* **Fragmento seleccionado**
Mis primeros recuerdos con Joaquín se remontan a cuando los dos teníamos 16 años, en los partidos de fútbol del Club Pàdua, en el campo de las Águilas. Más adelante perdimos un poco el contacto, hasta que lo recuperamos gracias a un amigo común, Jaime Solá.
Susana y yo recordamos con especial cariño aquellas primeras Romerías del mes de mayo, organizadas por Joaquín con sus amigos más cercanos. Nos sentimos orgullosos de haber sido los primeros en acompañarle. Él nos animaba a traer más amigos, y también a que nuestros hijos invitasen a los suyos. Empezamos en el Santuario de la Virgen del Vinyet, en Sitges (Barcelona), un templo con raíces medievales y edificio del siglo XVIII.
Después de la Romería solíamos comer en una torre que le prestaba su padre. Con los años, estas Romerías fueron creciendo y reuniendo cada vez a más familias. Más adelante pasamos a celebrarlas en la Escuela Deportiva Brafa, que ofrecía más comodidades: estaba más cerca, tenía amplias zonas de aparcamiento y permitía moverse con tranquilidad. Los más pequeños jugaban a sus anchas y tenían la costumbre preciosa de buscar flores para ofrecérselas a la Virgen.
Llamaba la atención la delicadeza con la que Joaquín trataba a cada niño, siempre de manera personal. Los niños se sabían queridos y lo veían como a un amigo. También pedía ayuda con una naturalidad desarmante: que le cortaran la comida en trocitos o que le ayudaran a comer. Más adelante, cuando ya no tenía fuerza ni para levantar el vaso, también pedía ayuda sin darle importancia, con la misma sencillez de siempre.

* **Datos proporcionados**
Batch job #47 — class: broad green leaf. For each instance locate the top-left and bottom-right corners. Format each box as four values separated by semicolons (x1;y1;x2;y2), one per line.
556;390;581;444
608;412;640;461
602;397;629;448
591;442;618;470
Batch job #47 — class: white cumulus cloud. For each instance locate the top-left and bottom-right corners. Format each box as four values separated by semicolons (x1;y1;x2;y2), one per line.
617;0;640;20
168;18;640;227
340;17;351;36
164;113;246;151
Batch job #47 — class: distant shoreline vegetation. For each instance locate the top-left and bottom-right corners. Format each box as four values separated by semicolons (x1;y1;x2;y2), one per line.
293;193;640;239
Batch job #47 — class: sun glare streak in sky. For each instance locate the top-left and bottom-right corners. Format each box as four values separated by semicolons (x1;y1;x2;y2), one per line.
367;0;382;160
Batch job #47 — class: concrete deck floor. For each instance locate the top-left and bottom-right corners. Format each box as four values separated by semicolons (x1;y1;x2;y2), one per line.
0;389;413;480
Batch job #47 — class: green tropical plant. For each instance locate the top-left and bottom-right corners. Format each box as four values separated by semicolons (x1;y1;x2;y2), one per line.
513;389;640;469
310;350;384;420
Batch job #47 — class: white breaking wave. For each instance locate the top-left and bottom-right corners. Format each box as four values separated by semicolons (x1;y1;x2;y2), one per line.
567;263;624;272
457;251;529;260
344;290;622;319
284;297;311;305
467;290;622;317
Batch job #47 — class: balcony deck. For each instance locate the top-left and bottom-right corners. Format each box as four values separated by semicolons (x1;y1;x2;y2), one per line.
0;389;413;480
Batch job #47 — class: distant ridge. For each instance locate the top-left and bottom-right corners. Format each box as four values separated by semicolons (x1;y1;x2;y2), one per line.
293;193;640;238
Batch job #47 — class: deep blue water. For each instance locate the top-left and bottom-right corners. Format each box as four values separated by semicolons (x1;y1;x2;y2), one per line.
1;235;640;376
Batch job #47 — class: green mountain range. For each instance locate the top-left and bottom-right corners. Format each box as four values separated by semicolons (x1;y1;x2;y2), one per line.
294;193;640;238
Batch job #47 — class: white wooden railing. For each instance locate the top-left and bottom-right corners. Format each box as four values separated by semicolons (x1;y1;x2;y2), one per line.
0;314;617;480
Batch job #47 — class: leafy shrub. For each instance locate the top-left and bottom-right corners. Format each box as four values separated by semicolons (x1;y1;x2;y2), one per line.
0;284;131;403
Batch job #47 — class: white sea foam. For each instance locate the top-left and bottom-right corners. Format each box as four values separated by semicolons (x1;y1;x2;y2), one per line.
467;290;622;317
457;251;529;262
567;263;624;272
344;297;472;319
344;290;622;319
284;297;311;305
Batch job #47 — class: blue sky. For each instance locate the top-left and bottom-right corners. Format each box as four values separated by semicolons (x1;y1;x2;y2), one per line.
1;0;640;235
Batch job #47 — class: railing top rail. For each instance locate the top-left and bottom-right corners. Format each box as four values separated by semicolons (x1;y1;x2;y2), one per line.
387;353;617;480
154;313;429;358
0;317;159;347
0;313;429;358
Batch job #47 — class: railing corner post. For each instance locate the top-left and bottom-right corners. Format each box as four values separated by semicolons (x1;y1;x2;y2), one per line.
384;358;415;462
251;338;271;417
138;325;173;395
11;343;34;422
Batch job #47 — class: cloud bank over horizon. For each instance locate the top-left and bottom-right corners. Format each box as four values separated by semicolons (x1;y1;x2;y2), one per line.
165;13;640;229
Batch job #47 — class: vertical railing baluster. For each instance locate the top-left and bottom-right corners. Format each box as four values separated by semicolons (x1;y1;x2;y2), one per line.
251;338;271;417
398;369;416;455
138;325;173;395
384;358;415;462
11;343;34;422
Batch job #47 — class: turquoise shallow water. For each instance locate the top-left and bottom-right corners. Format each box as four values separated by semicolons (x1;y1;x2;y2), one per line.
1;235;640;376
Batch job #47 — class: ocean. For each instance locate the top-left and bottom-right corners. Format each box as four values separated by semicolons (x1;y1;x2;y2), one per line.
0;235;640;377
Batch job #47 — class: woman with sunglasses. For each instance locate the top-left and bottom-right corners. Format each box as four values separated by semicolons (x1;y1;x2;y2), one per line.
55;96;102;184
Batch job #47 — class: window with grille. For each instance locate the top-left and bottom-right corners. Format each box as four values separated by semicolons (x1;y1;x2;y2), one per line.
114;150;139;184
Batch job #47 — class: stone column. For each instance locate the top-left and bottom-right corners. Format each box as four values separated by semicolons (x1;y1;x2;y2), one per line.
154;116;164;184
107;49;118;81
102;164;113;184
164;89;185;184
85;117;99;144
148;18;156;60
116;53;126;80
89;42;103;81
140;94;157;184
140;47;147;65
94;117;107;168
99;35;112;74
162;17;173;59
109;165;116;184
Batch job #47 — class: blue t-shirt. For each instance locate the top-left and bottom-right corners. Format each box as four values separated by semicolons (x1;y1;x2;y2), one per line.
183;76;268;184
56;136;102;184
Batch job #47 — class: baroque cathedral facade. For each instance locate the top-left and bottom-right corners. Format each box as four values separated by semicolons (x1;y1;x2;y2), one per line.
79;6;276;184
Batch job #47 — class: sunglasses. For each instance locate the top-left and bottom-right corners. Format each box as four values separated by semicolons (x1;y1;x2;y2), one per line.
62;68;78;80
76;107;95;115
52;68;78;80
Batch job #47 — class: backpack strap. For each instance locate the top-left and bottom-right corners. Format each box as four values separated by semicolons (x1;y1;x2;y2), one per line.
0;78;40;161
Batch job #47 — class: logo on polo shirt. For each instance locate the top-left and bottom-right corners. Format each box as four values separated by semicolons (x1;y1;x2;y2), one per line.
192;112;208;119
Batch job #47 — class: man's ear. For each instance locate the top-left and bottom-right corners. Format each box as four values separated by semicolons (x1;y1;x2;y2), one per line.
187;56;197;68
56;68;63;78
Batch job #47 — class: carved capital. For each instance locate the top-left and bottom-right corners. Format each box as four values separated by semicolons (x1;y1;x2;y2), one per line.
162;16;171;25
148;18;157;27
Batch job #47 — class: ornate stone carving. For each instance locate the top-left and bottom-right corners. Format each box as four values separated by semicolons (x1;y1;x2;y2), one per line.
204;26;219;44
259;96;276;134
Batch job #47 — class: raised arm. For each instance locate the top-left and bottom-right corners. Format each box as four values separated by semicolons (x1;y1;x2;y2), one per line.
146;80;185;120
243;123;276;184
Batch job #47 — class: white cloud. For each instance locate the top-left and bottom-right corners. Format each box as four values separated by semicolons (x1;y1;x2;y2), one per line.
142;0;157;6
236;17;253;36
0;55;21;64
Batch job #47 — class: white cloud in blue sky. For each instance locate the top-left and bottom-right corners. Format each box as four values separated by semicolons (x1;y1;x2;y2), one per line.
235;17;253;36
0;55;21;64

...

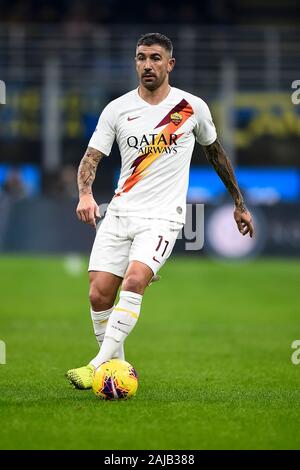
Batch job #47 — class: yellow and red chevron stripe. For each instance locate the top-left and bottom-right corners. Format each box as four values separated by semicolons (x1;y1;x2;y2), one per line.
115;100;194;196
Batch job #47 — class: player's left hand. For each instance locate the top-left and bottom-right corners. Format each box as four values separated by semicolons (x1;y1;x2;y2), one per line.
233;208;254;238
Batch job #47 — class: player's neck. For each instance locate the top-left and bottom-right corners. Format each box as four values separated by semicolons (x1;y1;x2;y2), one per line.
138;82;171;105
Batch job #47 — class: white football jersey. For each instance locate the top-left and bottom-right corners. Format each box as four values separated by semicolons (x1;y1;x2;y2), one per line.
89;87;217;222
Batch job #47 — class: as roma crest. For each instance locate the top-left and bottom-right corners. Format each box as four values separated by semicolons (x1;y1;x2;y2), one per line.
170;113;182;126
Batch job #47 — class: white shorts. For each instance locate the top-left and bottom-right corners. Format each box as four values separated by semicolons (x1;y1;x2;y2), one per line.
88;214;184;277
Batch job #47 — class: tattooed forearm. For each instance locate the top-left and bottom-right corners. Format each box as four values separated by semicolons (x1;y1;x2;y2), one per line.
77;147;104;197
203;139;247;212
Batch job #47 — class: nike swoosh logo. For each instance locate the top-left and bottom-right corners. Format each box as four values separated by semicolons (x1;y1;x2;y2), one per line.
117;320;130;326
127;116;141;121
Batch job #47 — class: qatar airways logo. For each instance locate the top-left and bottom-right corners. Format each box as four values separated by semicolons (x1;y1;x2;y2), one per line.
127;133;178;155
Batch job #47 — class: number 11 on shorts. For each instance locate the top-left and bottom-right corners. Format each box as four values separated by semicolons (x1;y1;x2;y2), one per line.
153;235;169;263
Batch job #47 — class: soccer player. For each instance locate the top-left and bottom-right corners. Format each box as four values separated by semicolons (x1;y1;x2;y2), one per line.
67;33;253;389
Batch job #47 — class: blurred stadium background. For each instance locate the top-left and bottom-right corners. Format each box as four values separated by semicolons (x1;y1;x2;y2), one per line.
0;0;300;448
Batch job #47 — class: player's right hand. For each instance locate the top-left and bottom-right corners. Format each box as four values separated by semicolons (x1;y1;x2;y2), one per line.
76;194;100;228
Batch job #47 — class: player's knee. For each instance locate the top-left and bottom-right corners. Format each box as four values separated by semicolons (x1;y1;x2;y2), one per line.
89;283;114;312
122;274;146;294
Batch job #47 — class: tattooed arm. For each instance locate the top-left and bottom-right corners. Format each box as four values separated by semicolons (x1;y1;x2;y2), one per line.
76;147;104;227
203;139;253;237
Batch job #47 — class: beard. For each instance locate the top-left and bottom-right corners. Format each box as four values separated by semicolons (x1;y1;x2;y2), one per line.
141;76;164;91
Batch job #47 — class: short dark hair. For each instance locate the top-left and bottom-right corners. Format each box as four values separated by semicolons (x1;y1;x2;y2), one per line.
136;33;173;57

...

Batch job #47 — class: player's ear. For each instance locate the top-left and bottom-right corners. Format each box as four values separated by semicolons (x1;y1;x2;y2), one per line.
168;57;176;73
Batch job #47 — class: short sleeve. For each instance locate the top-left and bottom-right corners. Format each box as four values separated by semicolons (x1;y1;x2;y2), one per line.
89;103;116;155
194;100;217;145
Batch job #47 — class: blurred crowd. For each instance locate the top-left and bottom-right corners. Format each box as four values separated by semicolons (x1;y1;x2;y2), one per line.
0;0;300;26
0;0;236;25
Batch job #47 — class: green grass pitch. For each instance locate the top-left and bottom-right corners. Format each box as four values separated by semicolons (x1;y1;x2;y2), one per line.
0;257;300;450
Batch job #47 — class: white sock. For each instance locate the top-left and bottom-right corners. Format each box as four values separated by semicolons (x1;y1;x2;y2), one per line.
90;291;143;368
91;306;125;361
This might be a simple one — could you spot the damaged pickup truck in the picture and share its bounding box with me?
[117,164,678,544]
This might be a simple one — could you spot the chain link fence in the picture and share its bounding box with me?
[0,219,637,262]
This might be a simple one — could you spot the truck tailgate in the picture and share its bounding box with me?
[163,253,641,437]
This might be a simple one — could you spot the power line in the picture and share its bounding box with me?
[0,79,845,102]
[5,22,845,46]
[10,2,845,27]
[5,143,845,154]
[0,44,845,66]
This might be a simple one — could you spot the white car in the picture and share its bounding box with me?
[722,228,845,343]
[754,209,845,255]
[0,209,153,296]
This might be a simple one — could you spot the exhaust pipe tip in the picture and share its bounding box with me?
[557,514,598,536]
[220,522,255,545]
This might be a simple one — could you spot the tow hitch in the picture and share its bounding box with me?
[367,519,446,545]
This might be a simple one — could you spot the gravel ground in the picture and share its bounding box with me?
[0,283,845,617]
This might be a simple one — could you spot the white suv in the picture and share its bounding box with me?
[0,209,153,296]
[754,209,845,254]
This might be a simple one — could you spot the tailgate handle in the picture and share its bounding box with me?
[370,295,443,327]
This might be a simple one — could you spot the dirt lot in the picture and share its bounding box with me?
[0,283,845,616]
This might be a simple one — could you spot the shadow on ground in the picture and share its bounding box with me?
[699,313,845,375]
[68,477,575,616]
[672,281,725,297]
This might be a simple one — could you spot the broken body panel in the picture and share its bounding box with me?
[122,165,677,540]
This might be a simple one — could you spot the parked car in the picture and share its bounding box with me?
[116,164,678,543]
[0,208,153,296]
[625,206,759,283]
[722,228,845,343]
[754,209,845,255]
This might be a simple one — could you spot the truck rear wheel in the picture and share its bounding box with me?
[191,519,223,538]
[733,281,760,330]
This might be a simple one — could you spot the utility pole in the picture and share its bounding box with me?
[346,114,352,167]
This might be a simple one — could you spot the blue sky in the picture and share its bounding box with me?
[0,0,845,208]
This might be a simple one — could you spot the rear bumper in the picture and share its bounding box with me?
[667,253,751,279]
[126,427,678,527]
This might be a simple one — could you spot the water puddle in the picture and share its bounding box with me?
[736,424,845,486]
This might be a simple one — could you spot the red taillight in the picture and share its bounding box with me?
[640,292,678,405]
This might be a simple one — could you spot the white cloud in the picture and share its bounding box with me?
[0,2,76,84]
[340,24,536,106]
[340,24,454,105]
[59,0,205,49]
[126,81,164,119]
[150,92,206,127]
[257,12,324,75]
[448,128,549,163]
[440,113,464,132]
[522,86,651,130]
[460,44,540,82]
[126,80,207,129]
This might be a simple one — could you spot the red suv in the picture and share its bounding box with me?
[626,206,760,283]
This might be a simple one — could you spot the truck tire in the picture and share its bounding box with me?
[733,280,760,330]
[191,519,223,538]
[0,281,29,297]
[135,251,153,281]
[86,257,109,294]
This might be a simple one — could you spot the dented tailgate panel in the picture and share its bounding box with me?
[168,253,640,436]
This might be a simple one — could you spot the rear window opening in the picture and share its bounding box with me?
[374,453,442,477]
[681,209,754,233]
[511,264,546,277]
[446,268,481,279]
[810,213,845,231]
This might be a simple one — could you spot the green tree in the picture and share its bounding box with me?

* **Trabajo requerido**
1 - Responde a estas preguntas según el fragmento seleccionado:
(a) ¿Qué edad tenían los dos en los primeros recuerdos con Joaquín?
(b) ¿En qué santuario empezaron las Romerías?
(c) ¿Qué buscaban los más pequeños para ofrecérselo a la Virgen?
2 - ¿Concuerdan estas afirmaciones con el fragmento seleccionado? Responde sí o no y cita las palabras del texto que lo deciden.
(a) Las Romerías se celebraban en el mes de octubre.
(b) La Escuela Deportiva Brafa tenía amplias zonas de aparcamiento.
(c) A Joaquín le costaba pedir ayuda.
3 - Reproduce sin cambios el fragmento seleccionado desde "Susana y yo" hasta "del siglo XVIII.", ambos incluidos.

* **Respuestas correctas**
1 -
(a) 16 años.
(b) En el Santuario de la Virgen del Vinyet, en Sitges (Barcelona).
(c) Flores.

2 -
(a) No: "aquellas primeras Romerías del mes de mayo".
(b) Sí: "tenía amplias zonas de aparcamiento".
(c) No: "pedía ayuda con una naturalidad desarmante".

3 -
Susana y yo recordamos con especial cariño aquellas primeras Romerías del mes de mayo, organizadas por Joaquín con sus amigos más cercanos. Nos sentimos orgullosos de haber sido los primeros en acompañarle. Él nos animaba a traer más amigos, y también a que nuestros hijos invitasen a los suyos. Empezamos en el Santuario de la Virgen del Vinyet, en Sitges (Barcelona), un templo con raíces medievales y edificio del siglo XVIII.